WHAT YOU NEED TO DO = Scan the records below for the string "fallen" and return every line where it appears.
*** Opening DATA SUPPLIED ***
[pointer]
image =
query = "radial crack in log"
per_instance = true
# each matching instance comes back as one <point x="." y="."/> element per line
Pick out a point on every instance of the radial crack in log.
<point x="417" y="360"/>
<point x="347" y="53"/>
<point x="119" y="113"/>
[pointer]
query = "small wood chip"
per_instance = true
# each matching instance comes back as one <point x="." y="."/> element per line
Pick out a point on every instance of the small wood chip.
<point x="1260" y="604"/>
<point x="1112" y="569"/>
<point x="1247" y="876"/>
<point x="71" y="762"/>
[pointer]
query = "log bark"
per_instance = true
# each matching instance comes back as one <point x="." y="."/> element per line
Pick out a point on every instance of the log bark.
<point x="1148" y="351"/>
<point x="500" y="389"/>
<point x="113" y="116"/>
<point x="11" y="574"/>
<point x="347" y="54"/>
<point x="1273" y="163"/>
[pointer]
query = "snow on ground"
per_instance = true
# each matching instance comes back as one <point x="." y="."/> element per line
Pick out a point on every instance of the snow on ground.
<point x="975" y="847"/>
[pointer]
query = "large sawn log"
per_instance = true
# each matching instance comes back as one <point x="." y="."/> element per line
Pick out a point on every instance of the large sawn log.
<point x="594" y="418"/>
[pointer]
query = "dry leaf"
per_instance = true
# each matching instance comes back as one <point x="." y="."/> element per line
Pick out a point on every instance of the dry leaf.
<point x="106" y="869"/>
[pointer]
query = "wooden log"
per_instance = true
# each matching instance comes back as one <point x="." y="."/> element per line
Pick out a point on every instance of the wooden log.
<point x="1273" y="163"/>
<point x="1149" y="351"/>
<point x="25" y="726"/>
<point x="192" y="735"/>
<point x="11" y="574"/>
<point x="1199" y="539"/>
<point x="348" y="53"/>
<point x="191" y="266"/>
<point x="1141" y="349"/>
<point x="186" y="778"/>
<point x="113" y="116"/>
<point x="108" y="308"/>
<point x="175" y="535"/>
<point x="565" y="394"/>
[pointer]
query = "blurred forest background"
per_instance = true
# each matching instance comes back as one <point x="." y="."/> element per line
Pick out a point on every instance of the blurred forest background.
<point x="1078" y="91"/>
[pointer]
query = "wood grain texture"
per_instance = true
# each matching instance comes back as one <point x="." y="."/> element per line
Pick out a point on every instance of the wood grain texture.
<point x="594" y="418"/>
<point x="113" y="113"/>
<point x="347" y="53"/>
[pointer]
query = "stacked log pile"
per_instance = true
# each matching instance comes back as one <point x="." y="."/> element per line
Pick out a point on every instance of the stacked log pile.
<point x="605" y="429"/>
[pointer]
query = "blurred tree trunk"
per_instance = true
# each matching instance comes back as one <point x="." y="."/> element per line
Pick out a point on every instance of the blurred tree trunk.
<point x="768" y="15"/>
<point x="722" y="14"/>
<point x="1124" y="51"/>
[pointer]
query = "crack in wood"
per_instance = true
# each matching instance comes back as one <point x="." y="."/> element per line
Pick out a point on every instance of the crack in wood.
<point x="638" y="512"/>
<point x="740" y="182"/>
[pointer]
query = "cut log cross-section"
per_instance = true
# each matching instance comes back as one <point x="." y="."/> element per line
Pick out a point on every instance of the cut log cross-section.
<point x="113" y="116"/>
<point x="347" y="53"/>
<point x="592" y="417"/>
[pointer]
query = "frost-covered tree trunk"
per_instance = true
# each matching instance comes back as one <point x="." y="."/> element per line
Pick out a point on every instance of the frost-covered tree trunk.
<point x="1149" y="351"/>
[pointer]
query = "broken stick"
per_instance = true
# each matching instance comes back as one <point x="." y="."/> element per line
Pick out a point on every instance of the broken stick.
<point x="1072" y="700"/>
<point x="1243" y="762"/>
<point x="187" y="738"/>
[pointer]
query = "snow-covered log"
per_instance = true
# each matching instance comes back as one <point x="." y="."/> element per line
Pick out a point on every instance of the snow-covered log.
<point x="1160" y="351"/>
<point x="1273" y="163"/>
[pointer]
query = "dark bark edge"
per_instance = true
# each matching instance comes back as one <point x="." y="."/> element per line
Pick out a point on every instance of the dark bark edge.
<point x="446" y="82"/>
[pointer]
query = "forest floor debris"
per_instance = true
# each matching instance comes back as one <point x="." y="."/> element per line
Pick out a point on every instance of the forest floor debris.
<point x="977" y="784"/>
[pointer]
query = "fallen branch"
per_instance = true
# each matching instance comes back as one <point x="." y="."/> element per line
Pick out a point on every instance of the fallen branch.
*** Closing DATA SUPPLIED ***
WRITTEN RESPONSE =
query = "fallen branch"
Pick out a point on every instance of the fallen branch.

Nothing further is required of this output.